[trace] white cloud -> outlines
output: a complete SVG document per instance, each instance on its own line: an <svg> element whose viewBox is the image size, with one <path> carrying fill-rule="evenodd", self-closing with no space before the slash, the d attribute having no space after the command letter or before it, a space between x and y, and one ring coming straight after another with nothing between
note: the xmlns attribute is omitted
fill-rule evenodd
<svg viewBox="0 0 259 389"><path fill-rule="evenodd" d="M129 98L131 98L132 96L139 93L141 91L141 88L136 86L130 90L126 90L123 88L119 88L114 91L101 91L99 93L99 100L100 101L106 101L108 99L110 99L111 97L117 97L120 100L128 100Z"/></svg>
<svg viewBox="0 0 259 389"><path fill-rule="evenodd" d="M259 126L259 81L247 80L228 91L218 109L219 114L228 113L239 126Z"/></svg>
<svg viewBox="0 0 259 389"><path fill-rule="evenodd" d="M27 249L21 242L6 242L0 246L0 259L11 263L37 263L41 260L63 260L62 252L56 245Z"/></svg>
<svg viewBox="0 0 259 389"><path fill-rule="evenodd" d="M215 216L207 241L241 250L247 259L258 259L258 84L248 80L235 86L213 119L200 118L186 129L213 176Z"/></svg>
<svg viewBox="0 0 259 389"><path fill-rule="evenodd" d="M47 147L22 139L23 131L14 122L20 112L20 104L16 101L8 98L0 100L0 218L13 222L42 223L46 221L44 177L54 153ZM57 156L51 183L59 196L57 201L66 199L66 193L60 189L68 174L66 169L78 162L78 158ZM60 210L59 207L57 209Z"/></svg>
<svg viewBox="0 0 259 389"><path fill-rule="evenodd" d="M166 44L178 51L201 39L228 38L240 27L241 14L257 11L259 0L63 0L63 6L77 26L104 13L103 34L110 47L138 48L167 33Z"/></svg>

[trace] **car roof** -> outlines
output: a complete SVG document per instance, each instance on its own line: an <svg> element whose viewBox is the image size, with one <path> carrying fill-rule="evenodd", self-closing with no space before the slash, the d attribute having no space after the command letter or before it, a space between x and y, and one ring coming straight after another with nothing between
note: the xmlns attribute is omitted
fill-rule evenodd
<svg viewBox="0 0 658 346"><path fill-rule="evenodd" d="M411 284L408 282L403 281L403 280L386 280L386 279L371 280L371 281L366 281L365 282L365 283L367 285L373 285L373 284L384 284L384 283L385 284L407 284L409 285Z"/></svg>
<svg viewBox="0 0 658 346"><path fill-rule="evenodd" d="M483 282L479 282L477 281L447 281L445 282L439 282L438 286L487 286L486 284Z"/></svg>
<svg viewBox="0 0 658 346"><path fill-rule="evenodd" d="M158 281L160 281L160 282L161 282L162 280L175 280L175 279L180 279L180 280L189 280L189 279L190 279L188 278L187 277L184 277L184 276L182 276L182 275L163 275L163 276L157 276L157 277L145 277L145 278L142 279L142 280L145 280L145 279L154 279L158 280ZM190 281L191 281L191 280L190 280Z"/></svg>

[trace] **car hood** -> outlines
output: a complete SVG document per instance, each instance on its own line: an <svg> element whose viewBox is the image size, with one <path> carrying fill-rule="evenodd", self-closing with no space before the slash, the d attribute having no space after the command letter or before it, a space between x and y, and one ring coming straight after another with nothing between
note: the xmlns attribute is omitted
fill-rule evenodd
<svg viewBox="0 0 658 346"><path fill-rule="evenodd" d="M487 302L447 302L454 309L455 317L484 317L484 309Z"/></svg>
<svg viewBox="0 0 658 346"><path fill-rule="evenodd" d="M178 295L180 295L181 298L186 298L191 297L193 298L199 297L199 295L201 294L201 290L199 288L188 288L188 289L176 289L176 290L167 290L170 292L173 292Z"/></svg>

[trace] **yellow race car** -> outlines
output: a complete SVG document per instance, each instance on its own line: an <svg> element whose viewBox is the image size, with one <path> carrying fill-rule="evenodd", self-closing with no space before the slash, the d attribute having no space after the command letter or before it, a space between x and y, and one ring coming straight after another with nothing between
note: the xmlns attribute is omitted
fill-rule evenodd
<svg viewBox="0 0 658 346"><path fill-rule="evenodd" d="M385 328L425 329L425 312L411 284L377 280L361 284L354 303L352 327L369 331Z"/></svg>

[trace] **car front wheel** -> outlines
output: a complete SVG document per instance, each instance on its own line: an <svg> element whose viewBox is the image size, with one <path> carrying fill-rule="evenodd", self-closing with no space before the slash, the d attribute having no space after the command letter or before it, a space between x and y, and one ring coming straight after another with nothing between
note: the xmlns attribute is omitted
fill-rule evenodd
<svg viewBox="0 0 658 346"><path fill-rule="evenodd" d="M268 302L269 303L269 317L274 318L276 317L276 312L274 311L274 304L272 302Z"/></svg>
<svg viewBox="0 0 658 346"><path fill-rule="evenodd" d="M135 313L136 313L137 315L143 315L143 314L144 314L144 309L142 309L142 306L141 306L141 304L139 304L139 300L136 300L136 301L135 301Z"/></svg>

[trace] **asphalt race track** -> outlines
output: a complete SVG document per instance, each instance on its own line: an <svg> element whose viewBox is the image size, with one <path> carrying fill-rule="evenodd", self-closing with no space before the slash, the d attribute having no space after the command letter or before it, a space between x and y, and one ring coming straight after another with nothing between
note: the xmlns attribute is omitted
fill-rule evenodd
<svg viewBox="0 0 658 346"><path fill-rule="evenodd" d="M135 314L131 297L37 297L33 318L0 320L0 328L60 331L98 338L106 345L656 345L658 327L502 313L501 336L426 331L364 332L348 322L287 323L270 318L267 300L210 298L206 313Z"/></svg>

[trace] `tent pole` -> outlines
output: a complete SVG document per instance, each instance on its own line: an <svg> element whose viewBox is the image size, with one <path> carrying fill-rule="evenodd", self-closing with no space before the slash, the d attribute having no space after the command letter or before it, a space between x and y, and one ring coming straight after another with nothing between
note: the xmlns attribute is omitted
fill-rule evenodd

# # # # #

__WORK TO BE COMPLETED__: Copy the records word for word, starting at the line that contains "[trace] **car hood** -> outlines" and ending at the line that contains "295L180 295L181 298L186", both of those lines included.

__THE OUTPUT__:
[trace] **car hood** -> outlines
output: a complete SVG document per instance, each instance on its own line: an <svg> element whose viewBox is the image size, with one <path> carrying fill-rule="evenodd", self-closing with no space before the slash, the d attribute having no space after the command letter or before it, a space between x and y, and one ring coming straight after another with nothing between
note: the xmlns attribute is omitted
fill-rule evenodd
<svg viewBox="0 0 658 346"><path fill-rule="evenodd" d="M487 302L447 302L454 309L455 317L484 317L484 309Z"/></svg>
<svg viewBox="0 0 658 346"><path fill-rule="evenodd" d="M178 295L180 295L181 298L186 298L191 297L193 298L199 297L199 295L201 294L201 290L199 288L188 288L188 289L176 289L176 290L167 290L170 292L173 292Z"/></svg>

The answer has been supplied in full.